> _阅读材料_:
+---+
引理3.1^[17]  如果$x:\left( -\infty, a\right] \rightarrow X$是一个使得$x_{0}=\varphi$且$x|_{J}\in \mathcal{P}% \mathcal{C}\left( J, X\right)$成立的函数, 则

$ \Vert x_{s}\Vert _{\mathcal{B}}\leq \left( M_{a}+\widetilde{J^{\varphi }}% \right) \Vert \varphi \Vert _{\mathcal{B}}+K_{a}\sup \left\{ \Vert x\left( \theta \right) \Vert ;\theta \in \left[0, \max \left\{ 0, s\right\} \right] \right\}, \ s\in \mathcal{R}\left( \rho ^{-}\right) \cup J, $

其中$\widetilde{J^{\varphi }}=\mathop {\sup }\limits_{t\in \mathcal{R}\left( \rho ^{-}\right) }J^{\varphi }\left( t\right)$, ${M_a} = \mathop {\sup }\limits_{t \in J} M\left( t \right)$，${K_a} = \mathop {\max }\limits_{t \in J} K\left( t \right)$.
+---+
> _任务要求 1_: 把阅读材料中从“引理3.1^[17]  如果$x:\left( -\infty, a\right]”到“K\left( t \right)$.”之间的内容改写一遍，首尾包括在内，并把其中的“函数”换成“映射”。
> _任务要求 2_: 根据阅读材料，$K_a$ 是怎样定义的？

> _所示条目_:
+---+
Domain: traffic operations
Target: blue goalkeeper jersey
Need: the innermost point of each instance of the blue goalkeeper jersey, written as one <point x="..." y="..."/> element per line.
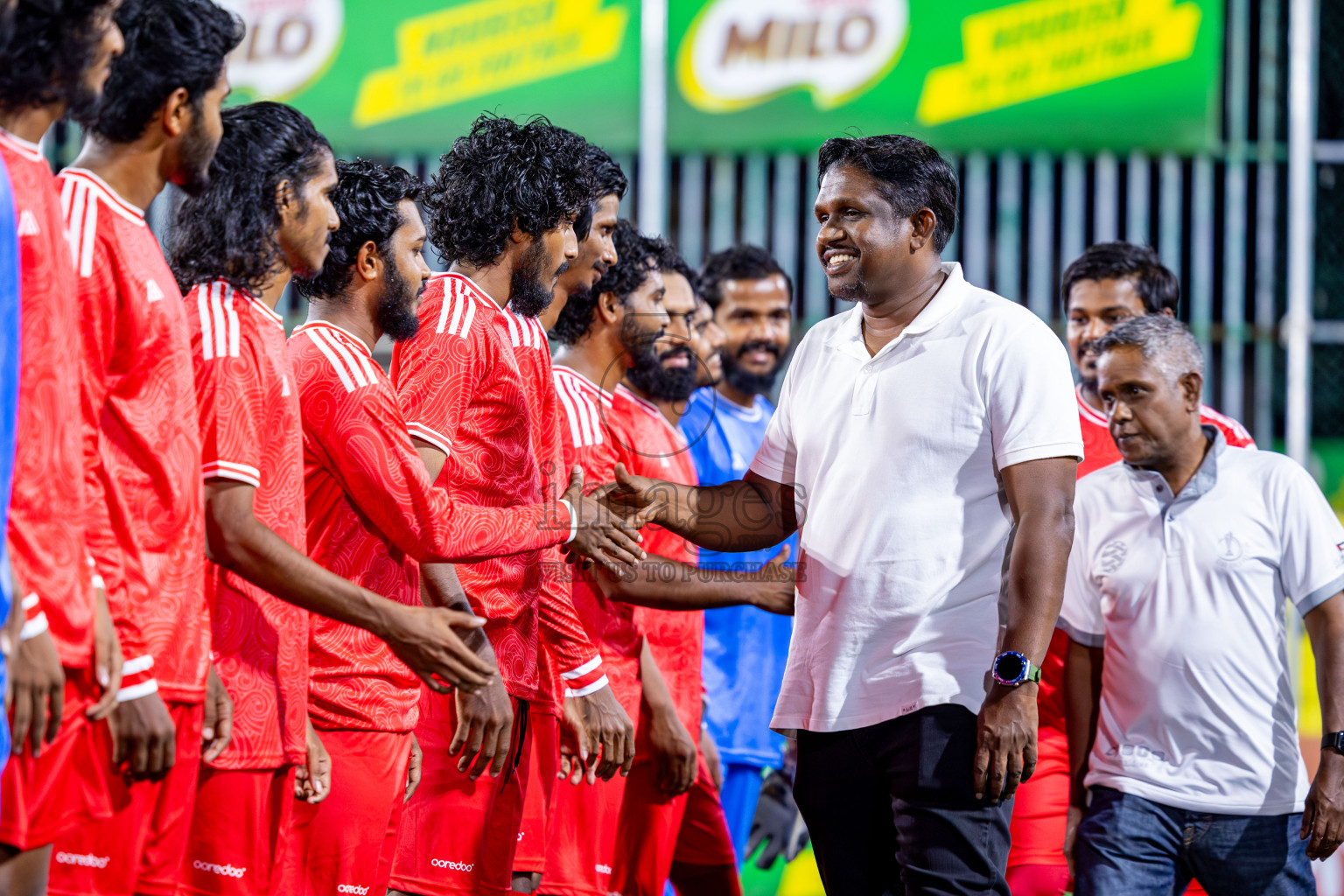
<point x="8" y="393"/>
<point x="745" y="649"/>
+---+
> _参考答案 1_:
引理3.1^[17]  如果$x:\left( -\infty, a\right] \rightarrow X$是一个使得$x_{0}=\varphi$且$x|_{J}\in \mathcal{P}% \mathcal{C}\left( J, X\right)$成立的映射, 则

$ \Vert x_{s}\Vert _{\mathcal{B}}\leq \left( M_{a}+\widetilde{J^{\varphi }}% \right) \Vert \varphi \Vert _{\mathcal{B}}+K_{a}\sup \left\{ \Vert x\left( \theta \right) \Vert ;\theta \in \left[0, \max \left\{ 0, s\right\} \right] \right\}, \ s\in \mathcal{R}\left( \rho ^{-}\right) \cup J, $

其中$\widetilde{J^{\varphi }}=\mathop {\sup }\limits_{t\in \mathcal{R}\left( \rho ^{-}\right) }J^{\varphi }\left( t\right)$, ${M_a} = \mathop {\sup }\limits_{t \in J} M\left( t \right)$，${K_a} = \mathop {\max }\limits_{t \in J} K\left( t \right)$.

> _参考答案 2_: $K_a$ 定义为 $K(t)$ 在 $t\in J$ 上的最大值，即 $K_a=\max_{t\in J}K(t)$。